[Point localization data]
****************************************

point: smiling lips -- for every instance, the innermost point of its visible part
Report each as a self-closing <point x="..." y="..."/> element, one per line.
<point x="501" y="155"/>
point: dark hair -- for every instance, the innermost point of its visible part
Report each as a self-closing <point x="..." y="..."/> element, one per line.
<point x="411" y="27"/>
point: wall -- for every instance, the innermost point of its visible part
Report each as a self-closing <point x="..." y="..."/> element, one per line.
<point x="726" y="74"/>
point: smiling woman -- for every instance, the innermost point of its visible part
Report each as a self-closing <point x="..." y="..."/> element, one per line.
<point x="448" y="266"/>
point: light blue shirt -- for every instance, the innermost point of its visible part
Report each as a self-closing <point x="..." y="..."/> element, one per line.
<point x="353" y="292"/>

****************************************

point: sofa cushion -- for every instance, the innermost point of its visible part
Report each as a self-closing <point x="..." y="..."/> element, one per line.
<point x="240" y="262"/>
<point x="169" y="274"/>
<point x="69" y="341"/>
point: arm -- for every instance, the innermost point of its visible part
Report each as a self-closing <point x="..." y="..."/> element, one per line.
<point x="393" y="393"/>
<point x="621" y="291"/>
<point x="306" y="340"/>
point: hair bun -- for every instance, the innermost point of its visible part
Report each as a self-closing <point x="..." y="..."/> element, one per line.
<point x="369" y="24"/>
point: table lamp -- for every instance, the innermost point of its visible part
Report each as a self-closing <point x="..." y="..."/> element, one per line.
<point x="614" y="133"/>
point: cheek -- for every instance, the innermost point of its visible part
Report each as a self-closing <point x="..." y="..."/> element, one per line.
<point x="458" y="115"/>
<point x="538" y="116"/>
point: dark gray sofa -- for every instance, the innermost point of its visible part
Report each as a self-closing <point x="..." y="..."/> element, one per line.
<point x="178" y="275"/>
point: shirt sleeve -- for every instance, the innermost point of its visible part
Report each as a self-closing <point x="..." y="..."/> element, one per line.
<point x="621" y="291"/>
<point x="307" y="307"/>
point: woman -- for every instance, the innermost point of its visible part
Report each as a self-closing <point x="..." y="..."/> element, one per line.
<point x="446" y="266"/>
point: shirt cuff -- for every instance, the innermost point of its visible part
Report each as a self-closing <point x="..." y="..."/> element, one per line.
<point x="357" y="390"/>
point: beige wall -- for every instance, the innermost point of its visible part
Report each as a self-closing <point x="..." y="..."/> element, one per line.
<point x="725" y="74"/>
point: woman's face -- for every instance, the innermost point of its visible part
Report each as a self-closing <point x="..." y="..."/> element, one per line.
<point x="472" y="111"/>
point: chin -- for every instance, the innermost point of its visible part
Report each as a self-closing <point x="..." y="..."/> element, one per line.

****************************************

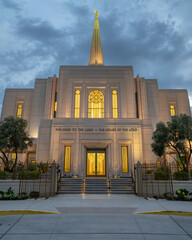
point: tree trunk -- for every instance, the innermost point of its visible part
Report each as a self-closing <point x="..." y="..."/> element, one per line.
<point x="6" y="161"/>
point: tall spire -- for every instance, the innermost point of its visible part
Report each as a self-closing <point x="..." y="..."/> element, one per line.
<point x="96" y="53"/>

****************************************

▸ WHAT IS REQUIRED
The required output is the stretch of entries above from the line containing "point: dark gray" through the line containing "point: shirt sleeve", reproduced exactly.

▸ FINAL ANSWER
point: dark gray sofa -- for every instance, the innermost point of its visible part
Report each as a self-closing <point x="..." y="..."/> element, one per line.
<point x="178" y="275"/>
point: shirt sleeve -- for every instance, the innermost point of its visible part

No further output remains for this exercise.